Set problem:
From the listing below, extract every line that contains the string "keyed", copying each such line in full.

Working data:
****

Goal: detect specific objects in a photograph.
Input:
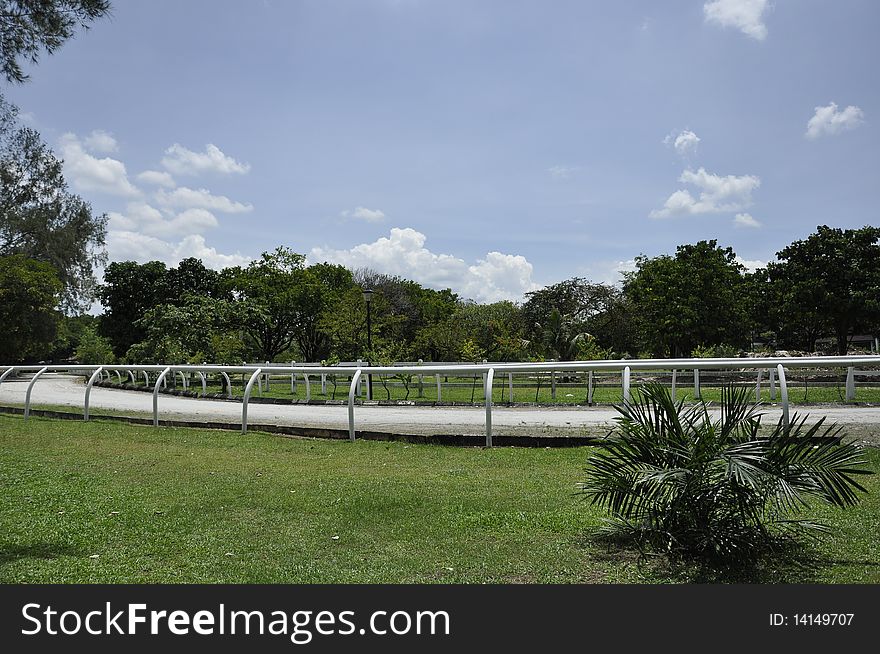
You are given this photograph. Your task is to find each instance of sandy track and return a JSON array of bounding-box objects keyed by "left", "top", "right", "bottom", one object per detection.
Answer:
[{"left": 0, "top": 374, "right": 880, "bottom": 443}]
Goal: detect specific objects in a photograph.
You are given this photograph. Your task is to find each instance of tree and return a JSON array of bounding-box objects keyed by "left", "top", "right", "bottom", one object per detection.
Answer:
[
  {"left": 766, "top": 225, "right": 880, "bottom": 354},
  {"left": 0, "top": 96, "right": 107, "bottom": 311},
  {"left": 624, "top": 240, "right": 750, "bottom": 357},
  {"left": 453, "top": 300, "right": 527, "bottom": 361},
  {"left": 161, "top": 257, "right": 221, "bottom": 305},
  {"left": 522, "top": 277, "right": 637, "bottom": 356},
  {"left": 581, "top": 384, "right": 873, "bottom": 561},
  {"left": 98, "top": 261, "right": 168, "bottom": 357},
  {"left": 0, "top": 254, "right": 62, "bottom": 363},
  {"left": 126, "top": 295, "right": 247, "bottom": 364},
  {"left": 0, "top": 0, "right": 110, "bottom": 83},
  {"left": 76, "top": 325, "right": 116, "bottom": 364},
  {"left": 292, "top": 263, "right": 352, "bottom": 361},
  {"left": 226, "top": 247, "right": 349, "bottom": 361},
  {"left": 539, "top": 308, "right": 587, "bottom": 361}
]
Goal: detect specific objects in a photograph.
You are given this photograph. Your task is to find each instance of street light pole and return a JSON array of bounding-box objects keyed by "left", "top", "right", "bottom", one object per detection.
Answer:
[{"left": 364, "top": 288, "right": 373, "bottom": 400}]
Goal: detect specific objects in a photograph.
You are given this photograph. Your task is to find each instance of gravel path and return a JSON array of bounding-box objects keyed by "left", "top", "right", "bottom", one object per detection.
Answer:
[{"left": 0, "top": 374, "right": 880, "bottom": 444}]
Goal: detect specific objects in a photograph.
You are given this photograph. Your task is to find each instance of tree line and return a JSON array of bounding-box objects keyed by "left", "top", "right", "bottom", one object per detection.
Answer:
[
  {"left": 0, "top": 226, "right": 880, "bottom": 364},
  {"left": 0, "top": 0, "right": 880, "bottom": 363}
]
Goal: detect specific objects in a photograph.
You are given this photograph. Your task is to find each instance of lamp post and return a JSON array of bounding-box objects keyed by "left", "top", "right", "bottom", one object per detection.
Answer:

****

Answer to this task:
You are given this photograph. Your task is to find each instance of sandy track and return a JSON array of bounding-box objects keyed by "left", "top", "right", "bottom", one object per detection.
You are given this photograph. Your task is to find each instance of tree and return a JSON array of bounding-box objects keyed by "left", "top", "right", "bottom", one object per detection.
You are given this photograph. Your task is to find each instance of street light pole and return a JSON array of bounding-box objects keyed by "left", "top", "right", "bottom", one object per detection.
You are given this photograph. Your task is to find each instance of gravel path and return a JSON array of bounding-box objects keyed by "left", "top", "right", "bottom", one object per detection.
You are given this photograph. Your task is to find each instance of tree line and return a JSON array of bounding-box objects keyed by "left", "top", "right", "bottom", one object per detection.
You are given this photograph. Your task is to find each instance of lamp post and return a JSON array of bounding-box objects keyed by "left", "top", "right", "bottom", one object per detection.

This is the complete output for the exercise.